(Excerpts from point annotation data)

------

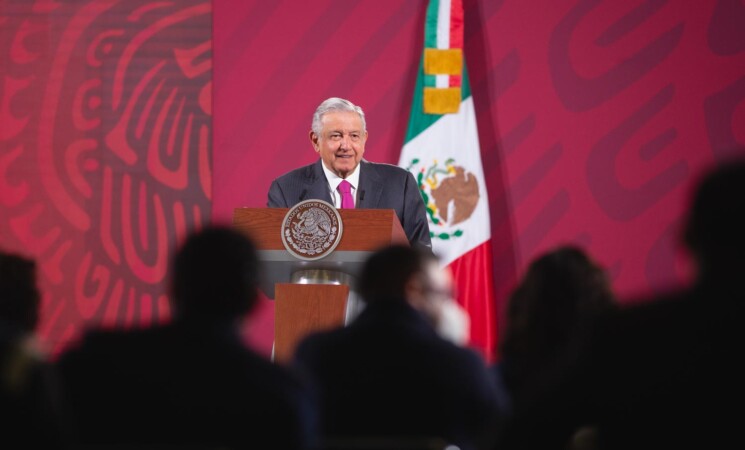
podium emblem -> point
(311, 229)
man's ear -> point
(314, 140)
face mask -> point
(453, 324)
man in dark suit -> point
(389, 374)
(338, 135)
(191, 383)
(665, 373)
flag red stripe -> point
(472, 274)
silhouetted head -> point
(390, 273)
(557, 299)
(715, 227)
(19, 295)
(215, 276)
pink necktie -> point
(345, 189)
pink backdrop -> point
(594, 116)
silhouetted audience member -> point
(191, 382)
(550, 317)
(666, 373)
(389, 374)
(30, 414)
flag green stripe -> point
(430, 24)
(418, 120)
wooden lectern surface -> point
(364, 229)
(304, 309)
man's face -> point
(341, 143)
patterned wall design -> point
(105, 151)
(595, 116)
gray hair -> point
(335, 104)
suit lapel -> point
(317, 186)
(371, 186)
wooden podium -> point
(313, 295)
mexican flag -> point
(442, 151)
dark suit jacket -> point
(663, 373)
(382, 186)
(179, 385)
(667, 373)
(388, 374)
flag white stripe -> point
(443, 25)
(454, 136)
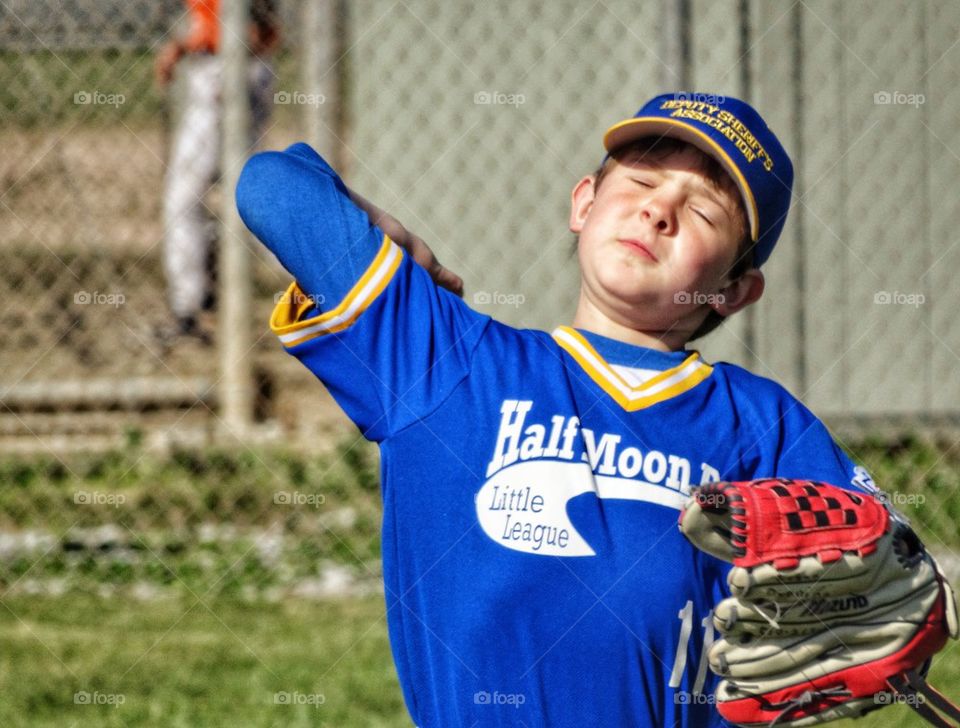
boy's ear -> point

------

THE EXERCISE: Pictures are excluded; copy all other data exactly as shown.

RESULT FOR THIS EXERCISE:
podium emblem -> point
(311, 229)
man's ear -> point
(314, 140)
face mask -> point
(453, 324)
man in dark suit -> point
(389, 374)
(338, 135)
(191, 383)
(665, 373)
flag red stripe -> point
(472, 274)
silhouetted head -> point
(390, 273)
(557, 299)
(715, 227)
(19, 295)
(215, 276)
pink necktie -> point
(345, 189)
pink backdrop -> point
(594, 116)
silhouetted audience member -> point
(191, 382)
(550, 317)
(666, 373)
(389, 374)
(30, 414)
flag green stripe -> point
(430, 24)
(418, 120)
wooden lectern surface -> point
(364, 229)
(304, 309)
man's face -> point
(341, 143)
patterned wall design -> point
(105, 151)
(595, 116)
gray hair -> point
(335, 104)
suit lapel -> point
(317, 186)
(371, 186)
wooden podium -> point
(313, 295)
mexican flag -> point
(442, 151)
dark suit jacket -> point
(663, 373)
(382, 186)
(179, 385)
(667, 373)
(388, 374)
flag white stripe -> point
(443, 25)
(454, 136)
boy's ear -> point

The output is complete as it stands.